## WHAT IS REQUIRED
Copy out everything in the records, word for word, from the very start down to and including the line that contains "223), (28, 231)]".

====================

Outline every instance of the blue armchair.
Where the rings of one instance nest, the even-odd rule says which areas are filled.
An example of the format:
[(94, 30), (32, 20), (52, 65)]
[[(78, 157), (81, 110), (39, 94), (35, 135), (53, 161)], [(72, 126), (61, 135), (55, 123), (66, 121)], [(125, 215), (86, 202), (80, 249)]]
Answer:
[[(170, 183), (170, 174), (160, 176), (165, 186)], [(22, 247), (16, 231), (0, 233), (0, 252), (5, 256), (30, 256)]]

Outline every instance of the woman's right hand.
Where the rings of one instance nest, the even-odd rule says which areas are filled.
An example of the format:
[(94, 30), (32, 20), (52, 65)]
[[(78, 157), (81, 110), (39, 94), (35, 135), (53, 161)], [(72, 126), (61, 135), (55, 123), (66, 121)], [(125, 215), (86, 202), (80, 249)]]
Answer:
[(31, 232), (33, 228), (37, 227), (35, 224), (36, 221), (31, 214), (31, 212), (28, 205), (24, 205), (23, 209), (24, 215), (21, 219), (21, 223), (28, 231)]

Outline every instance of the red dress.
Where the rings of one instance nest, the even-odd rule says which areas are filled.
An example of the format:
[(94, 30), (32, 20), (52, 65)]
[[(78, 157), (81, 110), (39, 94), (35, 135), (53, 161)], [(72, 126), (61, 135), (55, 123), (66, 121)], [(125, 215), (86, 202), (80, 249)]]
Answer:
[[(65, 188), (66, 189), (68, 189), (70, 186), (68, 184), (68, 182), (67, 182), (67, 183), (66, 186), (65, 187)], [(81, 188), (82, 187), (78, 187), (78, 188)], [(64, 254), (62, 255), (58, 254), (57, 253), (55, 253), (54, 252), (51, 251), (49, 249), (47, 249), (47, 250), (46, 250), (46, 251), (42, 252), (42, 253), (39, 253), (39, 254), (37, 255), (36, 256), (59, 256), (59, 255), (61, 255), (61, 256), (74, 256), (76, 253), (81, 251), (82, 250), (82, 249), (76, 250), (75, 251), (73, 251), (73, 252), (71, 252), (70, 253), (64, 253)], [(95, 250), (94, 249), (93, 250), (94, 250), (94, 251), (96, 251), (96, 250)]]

====================

## SOLUTION BELOW
Outline every instance of the blue armchair.
Where the rings of one instance nest, the even-odd rule says which areas are filled.
An example of the format:
[(94, 30), (32, 20), (52, 65)]
[[(78, 157), (81, 110), (39, 94), (35, 135), (53, 161)], [(72, 126), (61, 135), (55, 123), (66, 121)], [(125, 215), (86, 202), (80, 249)]]
Answer:
[[(170, 183), (170, 174), (160, 176), (165, 186)], [(22, 247), (16, 231), (0, 233), (0, 252), (5, 256), (30, 256)]]

Outline every instance of the woman's right hand.
Where the rings of one instance nest, the even-odd rule says which areas are filled.
An example of the format:
[(94, 30), (32, 20), (52, 65)]
[[(78, 157), (81, 110), (39, 94), (35, 135), (53, 161)], [(72, 126), (61, 135), (55, 123), (66, 121)], [(125, 215), (86, 202), (80, 249)]]
Answer:
[(31, 232), (33, 228), (37, 227), (35, 224), (36, 221), (31, 214), (31, 212), (28, 205), (24, 205), (23, 209), (24, 215), (21, 219), (21, 223), (28, 231)]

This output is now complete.